EXERCISE GOAL
Beginning with the line that contains "output: one JSON" in the material below, print each line exactly until the line that contains "paths: evenodd" has been printed, then stop.

Start of SUPPLIED RECORDS

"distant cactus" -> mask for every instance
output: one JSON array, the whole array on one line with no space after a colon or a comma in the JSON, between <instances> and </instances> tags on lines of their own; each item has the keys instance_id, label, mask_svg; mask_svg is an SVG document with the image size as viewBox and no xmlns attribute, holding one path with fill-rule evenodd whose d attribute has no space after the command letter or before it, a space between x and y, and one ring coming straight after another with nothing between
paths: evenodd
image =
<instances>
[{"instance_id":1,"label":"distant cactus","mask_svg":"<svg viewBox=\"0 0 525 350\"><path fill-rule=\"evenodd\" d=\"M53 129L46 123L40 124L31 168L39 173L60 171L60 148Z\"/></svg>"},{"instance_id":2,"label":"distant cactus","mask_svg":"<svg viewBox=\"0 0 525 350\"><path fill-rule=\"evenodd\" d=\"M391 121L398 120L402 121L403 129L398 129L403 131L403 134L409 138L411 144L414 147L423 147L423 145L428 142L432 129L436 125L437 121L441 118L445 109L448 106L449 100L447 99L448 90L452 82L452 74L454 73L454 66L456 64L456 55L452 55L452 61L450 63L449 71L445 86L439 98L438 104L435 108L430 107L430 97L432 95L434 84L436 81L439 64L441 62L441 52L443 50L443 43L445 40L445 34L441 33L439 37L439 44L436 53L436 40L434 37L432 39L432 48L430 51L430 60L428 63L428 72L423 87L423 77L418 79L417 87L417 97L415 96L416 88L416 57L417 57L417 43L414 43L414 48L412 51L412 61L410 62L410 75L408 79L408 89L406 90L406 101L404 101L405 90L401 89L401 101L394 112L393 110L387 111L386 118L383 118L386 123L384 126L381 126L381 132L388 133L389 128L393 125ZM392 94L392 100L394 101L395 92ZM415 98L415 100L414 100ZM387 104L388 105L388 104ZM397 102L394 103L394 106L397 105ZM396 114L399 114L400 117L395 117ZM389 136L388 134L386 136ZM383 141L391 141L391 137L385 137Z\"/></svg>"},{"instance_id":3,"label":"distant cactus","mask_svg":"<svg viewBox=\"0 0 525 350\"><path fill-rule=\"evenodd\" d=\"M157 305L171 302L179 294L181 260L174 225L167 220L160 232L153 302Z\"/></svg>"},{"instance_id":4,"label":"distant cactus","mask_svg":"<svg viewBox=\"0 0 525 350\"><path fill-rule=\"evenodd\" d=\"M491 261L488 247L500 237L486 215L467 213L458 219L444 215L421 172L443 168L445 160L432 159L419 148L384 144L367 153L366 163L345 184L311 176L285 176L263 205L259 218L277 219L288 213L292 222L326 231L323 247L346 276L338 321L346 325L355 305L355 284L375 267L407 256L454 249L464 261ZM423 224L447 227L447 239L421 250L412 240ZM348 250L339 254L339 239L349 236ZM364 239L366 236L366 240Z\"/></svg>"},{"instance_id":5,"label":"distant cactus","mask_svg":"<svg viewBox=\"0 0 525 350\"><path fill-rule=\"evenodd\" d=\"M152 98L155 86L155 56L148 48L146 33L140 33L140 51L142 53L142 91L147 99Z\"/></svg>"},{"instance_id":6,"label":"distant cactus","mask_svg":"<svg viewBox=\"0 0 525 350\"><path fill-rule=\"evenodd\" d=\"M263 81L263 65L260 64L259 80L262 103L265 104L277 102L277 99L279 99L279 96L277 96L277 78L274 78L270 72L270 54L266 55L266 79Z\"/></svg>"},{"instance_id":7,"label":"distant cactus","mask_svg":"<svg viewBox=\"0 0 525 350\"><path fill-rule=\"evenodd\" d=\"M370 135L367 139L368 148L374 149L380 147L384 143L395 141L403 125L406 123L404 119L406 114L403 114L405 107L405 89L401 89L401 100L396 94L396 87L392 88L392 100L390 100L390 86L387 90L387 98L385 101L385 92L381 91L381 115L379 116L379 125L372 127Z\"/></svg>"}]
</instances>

End of SUPPLIED RECORDS

ANSWER FOR THIS EXERCISE
output: one JSON array, the whole array on one line with no space after a colon or a comma in the JSON, between <instances> and </instances> tags on lines of their own; each item has the keys instance_id, label, mask_svg; mask_svg is an SVG document with the image size as viewBox and no xmlns attribute, holding one path with fill-rule evenodd whose d attribute has no space after the command letter or before it, a space between x and y, and one ring coming straight after another with nothing between
paths: evenodd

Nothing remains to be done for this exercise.